┌─ Dataset entries
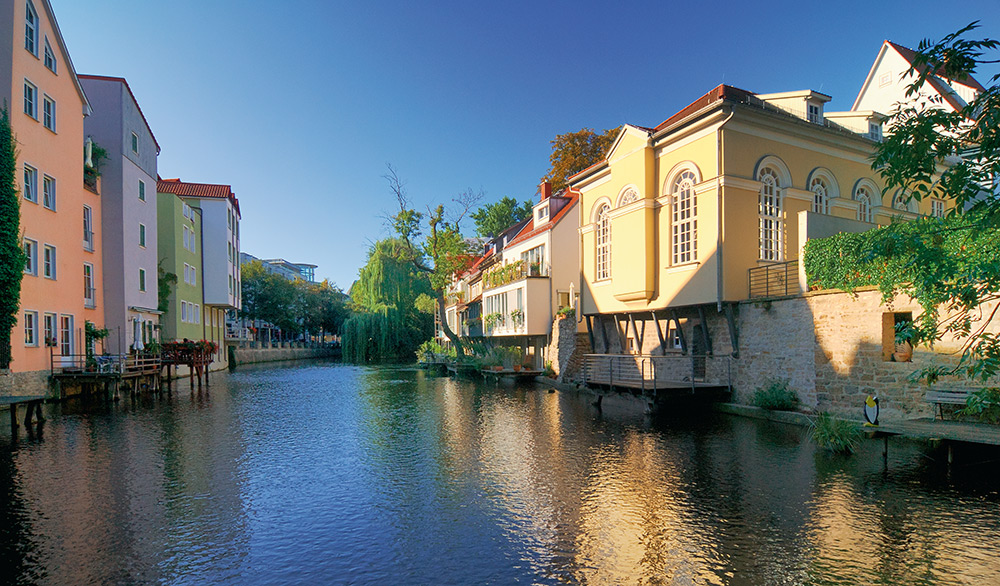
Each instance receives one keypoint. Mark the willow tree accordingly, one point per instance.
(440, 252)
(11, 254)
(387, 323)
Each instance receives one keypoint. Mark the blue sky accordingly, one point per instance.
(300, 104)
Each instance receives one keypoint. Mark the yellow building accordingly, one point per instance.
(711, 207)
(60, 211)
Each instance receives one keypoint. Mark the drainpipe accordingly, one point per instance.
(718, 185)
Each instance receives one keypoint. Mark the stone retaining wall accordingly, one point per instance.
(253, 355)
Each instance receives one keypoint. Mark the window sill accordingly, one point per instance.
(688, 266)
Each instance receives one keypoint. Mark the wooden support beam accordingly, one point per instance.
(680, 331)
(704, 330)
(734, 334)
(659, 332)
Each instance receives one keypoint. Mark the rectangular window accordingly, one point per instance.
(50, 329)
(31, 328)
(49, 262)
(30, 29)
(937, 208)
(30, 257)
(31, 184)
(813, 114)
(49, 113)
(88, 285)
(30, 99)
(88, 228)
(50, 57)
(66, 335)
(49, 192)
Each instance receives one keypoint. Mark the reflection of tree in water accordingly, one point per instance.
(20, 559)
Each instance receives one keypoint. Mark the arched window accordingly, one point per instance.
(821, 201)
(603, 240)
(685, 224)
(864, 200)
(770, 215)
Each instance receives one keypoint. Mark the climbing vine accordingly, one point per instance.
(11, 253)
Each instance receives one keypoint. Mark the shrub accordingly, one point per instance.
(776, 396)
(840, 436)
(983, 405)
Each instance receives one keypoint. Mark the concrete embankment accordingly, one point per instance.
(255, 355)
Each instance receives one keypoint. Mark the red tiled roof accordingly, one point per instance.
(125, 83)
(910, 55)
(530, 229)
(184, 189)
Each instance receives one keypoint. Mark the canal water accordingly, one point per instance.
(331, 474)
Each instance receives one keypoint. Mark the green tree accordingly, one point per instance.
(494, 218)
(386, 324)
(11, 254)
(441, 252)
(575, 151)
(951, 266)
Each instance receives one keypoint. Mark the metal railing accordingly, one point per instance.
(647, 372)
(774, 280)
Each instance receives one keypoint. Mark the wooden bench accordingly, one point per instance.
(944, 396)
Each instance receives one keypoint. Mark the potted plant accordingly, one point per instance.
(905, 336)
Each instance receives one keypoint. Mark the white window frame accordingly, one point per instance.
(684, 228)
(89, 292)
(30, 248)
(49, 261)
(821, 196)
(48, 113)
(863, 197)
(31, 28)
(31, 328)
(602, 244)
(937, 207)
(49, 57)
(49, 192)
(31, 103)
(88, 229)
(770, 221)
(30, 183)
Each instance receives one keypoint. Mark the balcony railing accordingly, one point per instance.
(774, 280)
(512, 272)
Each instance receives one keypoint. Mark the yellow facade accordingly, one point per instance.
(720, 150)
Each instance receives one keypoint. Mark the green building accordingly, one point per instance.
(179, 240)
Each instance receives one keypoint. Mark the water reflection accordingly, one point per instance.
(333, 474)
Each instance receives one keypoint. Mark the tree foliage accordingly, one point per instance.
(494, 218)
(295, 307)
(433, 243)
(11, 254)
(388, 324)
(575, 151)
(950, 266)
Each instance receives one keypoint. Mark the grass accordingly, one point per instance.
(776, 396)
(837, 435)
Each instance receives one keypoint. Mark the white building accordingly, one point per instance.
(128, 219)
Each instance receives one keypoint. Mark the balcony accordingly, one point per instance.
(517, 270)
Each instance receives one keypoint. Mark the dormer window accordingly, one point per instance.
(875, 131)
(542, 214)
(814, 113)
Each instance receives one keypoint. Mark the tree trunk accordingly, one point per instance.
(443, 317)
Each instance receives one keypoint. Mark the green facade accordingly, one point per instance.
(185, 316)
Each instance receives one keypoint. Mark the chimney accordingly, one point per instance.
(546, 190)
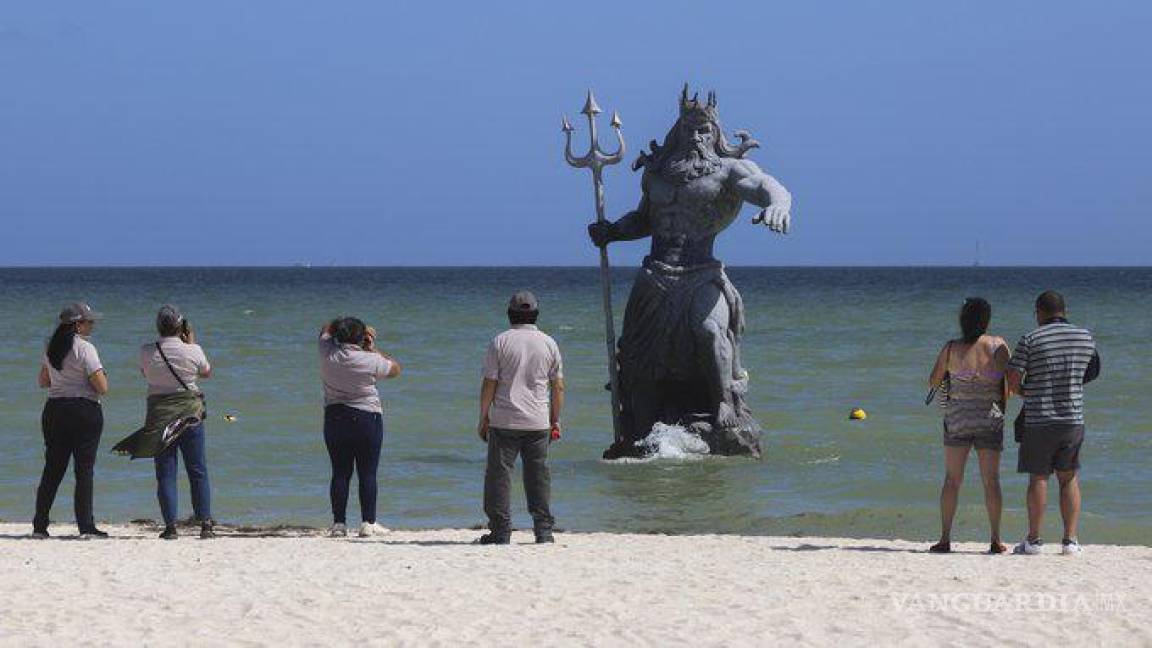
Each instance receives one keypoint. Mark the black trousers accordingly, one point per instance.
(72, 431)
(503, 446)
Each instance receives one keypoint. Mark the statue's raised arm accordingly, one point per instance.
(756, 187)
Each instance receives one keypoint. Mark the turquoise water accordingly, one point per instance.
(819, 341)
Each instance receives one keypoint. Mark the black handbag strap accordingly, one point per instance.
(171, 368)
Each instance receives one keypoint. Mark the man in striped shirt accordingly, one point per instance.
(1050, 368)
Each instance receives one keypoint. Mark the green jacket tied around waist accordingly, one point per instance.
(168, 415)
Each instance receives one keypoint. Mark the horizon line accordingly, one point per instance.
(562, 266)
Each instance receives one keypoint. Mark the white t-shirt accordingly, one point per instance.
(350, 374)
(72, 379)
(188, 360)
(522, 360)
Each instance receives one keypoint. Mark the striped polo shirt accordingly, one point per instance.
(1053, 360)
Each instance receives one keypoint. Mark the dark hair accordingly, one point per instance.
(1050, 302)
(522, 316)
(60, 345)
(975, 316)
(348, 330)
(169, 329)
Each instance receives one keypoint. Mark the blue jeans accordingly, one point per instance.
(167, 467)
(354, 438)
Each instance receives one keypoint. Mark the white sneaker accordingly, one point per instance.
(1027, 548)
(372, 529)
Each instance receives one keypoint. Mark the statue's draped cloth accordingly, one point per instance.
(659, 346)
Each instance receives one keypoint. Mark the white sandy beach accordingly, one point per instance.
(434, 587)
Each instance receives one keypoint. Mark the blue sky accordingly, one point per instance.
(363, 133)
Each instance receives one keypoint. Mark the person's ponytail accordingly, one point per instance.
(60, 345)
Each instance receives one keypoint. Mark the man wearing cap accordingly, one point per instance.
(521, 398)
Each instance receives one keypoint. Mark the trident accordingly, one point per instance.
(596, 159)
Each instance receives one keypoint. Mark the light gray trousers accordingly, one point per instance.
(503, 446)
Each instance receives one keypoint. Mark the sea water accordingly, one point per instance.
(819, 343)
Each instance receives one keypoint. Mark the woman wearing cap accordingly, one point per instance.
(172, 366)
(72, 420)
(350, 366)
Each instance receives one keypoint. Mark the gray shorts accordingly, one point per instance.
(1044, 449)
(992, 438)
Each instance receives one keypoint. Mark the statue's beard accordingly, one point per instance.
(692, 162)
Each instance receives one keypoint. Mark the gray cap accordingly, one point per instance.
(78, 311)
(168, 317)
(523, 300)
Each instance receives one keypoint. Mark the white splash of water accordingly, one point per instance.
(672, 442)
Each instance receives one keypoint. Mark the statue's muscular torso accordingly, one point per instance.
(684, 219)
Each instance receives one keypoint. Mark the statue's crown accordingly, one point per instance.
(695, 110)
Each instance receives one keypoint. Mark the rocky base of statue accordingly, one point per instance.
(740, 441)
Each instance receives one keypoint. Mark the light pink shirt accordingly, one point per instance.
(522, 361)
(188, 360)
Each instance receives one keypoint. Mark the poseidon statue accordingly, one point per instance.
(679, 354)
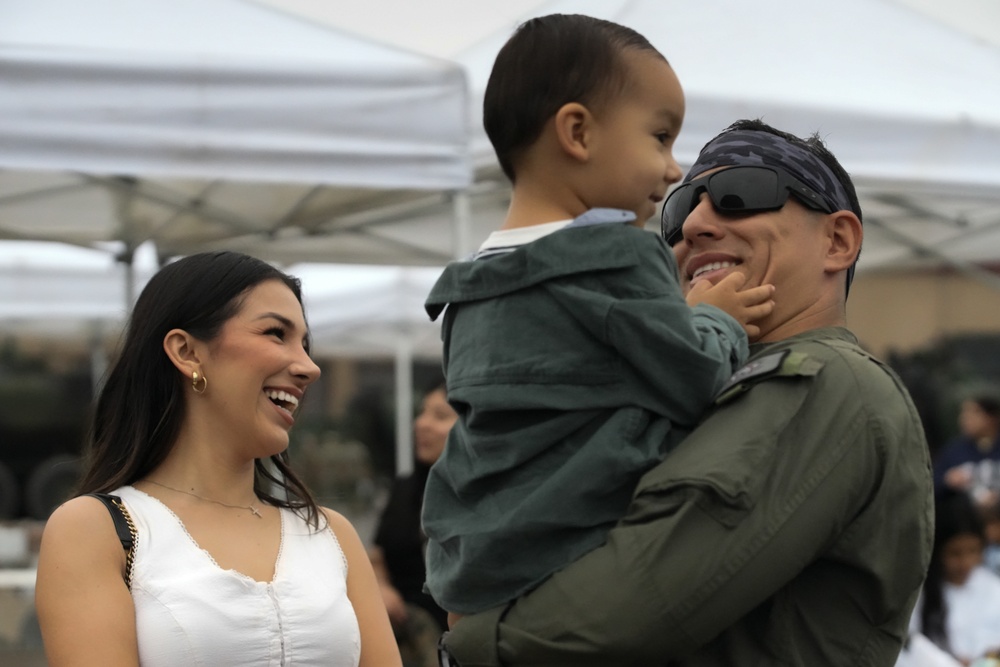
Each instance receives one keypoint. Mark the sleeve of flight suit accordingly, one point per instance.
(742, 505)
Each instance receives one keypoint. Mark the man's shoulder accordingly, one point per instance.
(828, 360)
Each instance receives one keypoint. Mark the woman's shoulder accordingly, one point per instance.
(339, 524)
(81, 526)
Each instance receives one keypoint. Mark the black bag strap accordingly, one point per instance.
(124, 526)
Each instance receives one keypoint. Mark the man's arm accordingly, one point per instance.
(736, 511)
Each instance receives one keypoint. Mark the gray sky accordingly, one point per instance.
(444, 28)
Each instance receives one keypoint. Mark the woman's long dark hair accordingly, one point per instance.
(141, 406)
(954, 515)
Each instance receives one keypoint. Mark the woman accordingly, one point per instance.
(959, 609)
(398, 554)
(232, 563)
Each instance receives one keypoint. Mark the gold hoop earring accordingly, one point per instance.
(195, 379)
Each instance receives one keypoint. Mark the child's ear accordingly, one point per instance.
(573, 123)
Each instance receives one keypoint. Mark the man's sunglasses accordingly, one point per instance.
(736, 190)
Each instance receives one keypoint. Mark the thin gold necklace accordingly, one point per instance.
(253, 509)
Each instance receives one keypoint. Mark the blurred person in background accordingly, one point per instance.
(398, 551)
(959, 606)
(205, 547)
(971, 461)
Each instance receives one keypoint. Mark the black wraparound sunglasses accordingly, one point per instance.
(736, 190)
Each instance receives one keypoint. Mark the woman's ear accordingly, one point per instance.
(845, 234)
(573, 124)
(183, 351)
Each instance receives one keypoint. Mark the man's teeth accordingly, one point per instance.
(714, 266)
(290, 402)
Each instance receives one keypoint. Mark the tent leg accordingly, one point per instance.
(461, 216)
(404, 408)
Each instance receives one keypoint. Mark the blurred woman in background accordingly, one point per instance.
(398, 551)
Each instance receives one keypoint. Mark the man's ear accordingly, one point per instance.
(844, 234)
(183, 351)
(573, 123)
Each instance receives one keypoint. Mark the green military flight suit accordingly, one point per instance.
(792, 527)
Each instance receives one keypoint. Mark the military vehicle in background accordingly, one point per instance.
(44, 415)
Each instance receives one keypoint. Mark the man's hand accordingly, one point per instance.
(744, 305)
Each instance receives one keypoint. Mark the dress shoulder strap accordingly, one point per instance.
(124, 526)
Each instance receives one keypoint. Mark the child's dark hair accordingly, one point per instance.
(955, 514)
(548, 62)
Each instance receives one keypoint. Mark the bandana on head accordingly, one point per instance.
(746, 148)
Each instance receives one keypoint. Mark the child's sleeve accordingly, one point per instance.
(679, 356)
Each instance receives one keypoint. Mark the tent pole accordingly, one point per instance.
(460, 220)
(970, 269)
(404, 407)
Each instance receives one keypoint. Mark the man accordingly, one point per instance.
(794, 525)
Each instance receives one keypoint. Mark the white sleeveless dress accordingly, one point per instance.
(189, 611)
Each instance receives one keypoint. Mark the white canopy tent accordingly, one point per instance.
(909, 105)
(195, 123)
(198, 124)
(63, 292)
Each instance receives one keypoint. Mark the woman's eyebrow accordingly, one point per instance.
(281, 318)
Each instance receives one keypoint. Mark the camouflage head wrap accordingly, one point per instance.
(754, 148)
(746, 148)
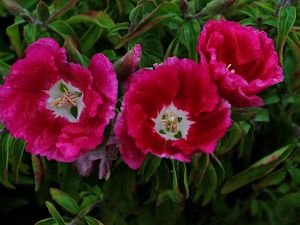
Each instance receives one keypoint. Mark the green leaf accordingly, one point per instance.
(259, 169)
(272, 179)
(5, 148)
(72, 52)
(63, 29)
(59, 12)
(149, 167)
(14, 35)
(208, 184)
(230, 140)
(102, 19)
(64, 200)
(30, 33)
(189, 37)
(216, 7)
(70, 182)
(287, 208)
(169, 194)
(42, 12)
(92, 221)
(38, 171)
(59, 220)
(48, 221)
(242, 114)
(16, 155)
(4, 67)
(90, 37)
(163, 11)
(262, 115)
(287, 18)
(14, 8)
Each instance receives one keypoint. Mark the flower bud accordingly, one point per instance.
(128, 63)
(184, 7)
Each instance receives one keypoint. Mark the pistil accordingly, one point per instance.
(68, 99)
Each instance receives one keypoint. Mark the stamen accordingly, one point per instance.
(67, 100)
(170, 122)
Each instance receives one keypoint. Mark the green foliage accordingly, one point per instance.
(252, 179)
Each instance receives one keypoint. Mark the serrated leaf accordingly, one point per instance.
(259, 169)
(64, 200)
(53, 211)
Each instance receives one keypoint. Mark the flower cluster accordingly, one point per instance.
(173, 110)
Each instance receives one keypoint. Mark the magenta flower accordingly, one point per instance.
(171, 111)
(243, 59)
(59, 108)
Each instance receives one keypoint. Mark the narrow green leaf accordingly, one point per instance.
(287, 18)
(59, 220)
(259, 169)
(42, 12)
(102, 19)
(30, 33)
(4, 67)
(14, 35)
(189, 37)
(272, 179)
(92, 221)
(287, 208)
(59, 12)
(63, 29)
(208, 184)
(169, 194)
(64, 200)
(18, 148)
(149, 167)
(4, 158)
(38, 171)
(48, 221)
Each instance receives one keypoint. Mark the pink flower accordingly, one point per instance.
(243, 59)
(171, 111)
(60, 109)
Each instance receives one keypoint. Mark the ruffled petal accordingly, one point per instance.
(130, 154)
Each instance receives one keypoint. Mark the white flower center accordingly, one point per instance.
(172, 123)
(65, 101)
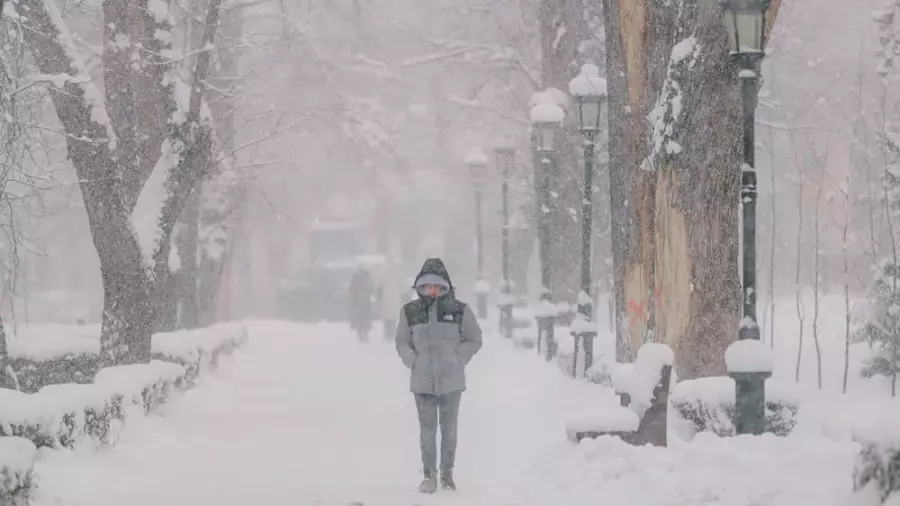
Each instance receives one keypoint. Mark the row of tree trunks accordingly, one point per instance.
└─
■ **Work request**: Your task is to give again, unchanged, the lines from the line that contains "Each instance receives one keypoint. Mark the pistil" to the end of the records. Include both end lines but no pictures.

■ **Solution to this task**:
Each instance receives one keypoint. Mark the pistil accordingly, one point per instance.
(68, 99)
Each instance receives one keypoint. Mark the stamen accordingly, one point per instance.
(67, 100)
(170, 122)
Each instance receives one keypoint. Mark the green foliage accordingly, one point per instance.
(252, 179)
Each instance receives one keypoint. Mark the serrated leaf accordingly, one point per instance.
(259, 169)
(64, 200)
(53, 211)
Each instance receives one keypoint. Mark the flower cluster accordingly, one point per instance.
(173, 110)
Each instance receives one keypoint. Mark the magenta flower accordingly, one point per instance.
(171, 111)
(243, 59)
(59, 108)
Each instance receives one keypoint. Mark the narrow green leaf accordingly, one point per instance.
(287, 18)
(59, 220)
(259, 169)
(42, 12)
(102, 19)
(30, 33)
(4, 67)
(14, 35)
(189, 37)
(272, 179)
(92, 221)
(287, 208)
(59, 12)
(63, 29)
(208, 184)
(169, 194)
(64, 200)
(18, 148)
(149, 167)
(4, 158)
(38, 171)
(48, 221)
Each instance receives one keypoint. Mark the pink flower accordingly, one point per instance.
(243, 59)
(171, 111)
(60, 109)
Each instance receives one keypoint. Mark the ruffled petal accordingly, one point per instance.
(130, 154)
Each instance receives one keypoint. Mark the white flower center accordingly, one point per instance.
(172, 123)
(65, 101)
Each instance receives one keypoint. Mark the row of tree trunks accordingly, one point per instance.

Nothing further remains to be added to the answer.